Task details :: Can you convert every line of the items below into a numbered list, leaving out any blank lines?

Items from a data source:
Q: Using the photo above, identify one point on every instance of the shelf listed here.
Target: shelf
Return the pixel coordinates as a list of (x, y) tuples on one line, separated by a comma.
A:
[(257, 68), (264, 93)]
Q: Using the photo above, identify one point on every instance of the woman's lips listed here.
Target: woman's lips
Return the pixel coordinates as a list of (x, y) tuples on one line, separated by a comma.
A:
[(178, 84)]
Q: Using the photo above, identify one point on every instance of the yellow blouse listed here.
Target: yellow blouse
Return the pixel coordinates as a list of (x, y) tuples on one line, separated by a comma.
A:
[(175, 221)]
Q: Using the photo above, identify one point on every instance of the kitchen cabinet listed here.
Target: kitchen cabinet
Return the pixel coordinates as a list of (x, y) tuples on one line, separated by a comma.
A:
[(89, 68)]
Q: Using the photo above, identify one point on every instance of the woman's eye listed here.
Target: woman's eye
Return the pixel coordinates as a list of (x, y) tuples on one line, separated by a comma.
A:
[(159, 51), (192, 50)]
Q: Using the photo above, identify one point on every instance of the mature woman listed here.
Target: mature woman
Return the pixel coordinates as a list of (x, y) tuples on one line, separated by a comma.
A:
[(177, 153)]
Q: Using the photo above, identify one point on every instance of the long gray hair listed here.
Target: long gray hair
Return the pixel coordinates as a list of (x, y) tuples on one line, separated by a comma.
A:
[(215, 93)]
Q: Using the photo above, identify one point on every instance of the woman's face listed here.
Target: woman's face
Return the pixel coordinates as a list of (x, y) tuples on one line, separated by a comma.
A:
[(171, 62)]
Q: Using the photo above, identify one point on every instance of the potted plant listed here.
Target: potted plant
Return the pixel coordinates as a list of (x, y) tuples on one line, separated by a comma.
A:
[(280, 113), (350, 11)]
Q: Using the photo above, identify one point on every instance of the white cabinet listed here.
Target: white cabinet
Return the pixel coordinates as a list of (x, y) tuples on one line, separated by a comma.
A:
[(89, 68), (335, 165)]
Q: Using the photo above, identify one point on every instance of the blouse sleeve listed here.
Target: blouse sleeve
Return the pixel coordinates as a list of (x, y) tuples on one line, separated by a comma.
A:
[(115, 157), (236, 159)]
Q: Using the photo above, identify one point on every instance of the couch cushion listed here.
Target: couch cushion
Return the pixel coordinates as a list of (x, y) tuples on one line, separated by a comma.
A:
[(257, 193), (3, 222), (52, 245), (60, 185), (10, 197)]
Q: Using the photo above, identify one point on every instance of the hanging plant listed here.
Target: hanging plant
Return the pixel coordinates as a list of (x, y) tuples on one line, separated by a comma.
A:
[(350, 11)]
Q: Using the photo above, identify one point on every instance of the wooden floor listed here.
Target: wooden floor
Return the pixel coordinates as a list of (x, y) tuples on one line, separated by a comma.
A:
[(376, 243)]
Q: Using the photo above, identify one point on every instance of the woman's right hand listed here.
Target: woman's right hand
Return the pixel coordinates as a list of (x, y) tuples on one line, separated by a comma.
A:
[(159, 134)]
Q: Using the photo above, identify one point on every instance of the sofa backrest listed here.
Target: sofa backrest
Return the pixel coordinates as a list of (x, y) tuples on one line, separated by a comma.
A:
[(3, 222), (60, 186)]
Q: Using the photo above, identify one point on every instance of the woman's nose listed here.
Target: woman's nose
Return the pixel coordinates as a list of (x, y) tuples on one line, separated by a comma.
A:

The answer ::
1. Q: Using the photo above, identify one point on every instance of the shelf listed here.
2. Target: shelf
3. Return the pixel coordinates as a list of (x, y) tuples on one line, separated by a comma.
4. A:
5. [(257, 68), (264, 93)]
6. Q: Using the photo above, identify one point on every instance of the woman's lips listed here.
7. Target: woman's lips
8. Return the pixel coordinates as a list of (x, y) tuples on one line, separated by a comma.
9. A:
10. [(178, 84)]
11. Q: Using the photo above, identify one point on every instance of the yellow blouse listed here.
12. Target: yellow blouse
13. Return the pixel coordinates as a list of (x, y) tuples on one line, separated by a comma.
14. A:
15. [(175, 221)]
16. Q: Using the photo above, identify one point on every instance of the kitchen cabinet listed here.
17. Target: kitchen cabinet
18. Return the pixel coordinates as a list of (x, y) tuples on one line, separated by a comma.
19. A:
20. [(89, 68)]
21. Q: Using the photo above, identify one point on every instance of the woman's eye listed here.
22. Target: woman's eye
23. Return the pixel coordinates as a list of (x, y) tuples on one line, separated by a comma.
24. A:
25. [(159, 51), (192, 50)]
26. Q: Using the photo above, identify one point on every instance of the mature woman listed here.
27. Target: mature woman
28. Return the pixel coordinates as a list of (x, y) tuples on one line, separated by a comma.
29. A:
30. [(177, 153)]
31. Q: Using the photo above, identify one point on every instance of the long gray hair listed here.
32. Target: long gray hair
33. Return the pixel coordinates as a list of (x, y) tuples on one line, separated by a comma.
34. A:
35. [(215, 93)]
36. Q: Using the photo above, identify one point on every instance of the woman's face listed here.
37. Target: woman's face
38. Return the pixel coordinates as a list of (x, y) tuples on one line, separated by a comma.
39. A:
40. [(171, 62)]
41. Q: Using the photo above, identify one point on every instance of the potted plant listed here.
42. Target: potted plant
43. Return the pixel coordinates as a list of (x, y) tuples on one line, separated by a comma.
44. A:
45. [(280, 113), (350, 11)]
46. Q: Using the photo above, identify one point on every instance of the white cabinet listed here.
47. Target: white cabinet
48. Return the pixel coordinates as a list of (x, y) tuples on one line, separated by a comma.
49. A:
50. [(89, 68), (335, 165)]
51. Q: Using the photo above, identify one point on every instance of the blouse sleeve listed here.
52. Target: blouse sleeve
53. Return the pixel coordinates as a list of (x, y) tuples on one line, separated by a comma.
54. A:
55. [(115, 157), (236, 159)]
56. Q: Using the photo above, identify one point on every instance of the couch cushion listed here.
57. Target: couch cushion
58. Return the pixel coordinates as a list of (x, y) tuples on one line, separated by a comma.
59. A:
60. [(257, 193), (3, 222), (52, 245), (60, 185), (10, 197)]
61. Q: Using the photo above, identify one point on every instance of the hanging plant listed here.
62. Target: hanging plant
63. Return the pixel coordinates as a list of (x, y) tuples on one line, separated by a comma.
64. A:
65. [(350, 11)]
66. Q: Using the photo above, identify one point on every instance of the wooden floor listed here.
67. Target: wooden floor
68. Return the pixel coordinates as a list of (x, y) tuples on one line, separated by a comma.
69. A:
70. [(376, 243)]
71. Q: Using the photo above, identify one point on every instance of the woman's right hand listed here.
72. Target: woman's right hand
73. Return the pixel coordinates as a list of (x, y) tuples on one line, separated by a comma.
74. A:
75. [(159, 134)]
76. Q: Using the photo above, identify one point on every instance of the sofa backrest listed here.
77. Target: sofa backrest
78. Return the pixel coordinates as a list of (x, y) tuples on one line, separated by a comma.
79. A:
80. [(3, 222), (60, 186)]
81. Q: Using the photo above, identify one point on every instance of the woman's nose listed here.
82. Target: woman's nose
83. Return the pixel coordinates as a list of (x, y) tuples on one line, separated by a comma.
84. A:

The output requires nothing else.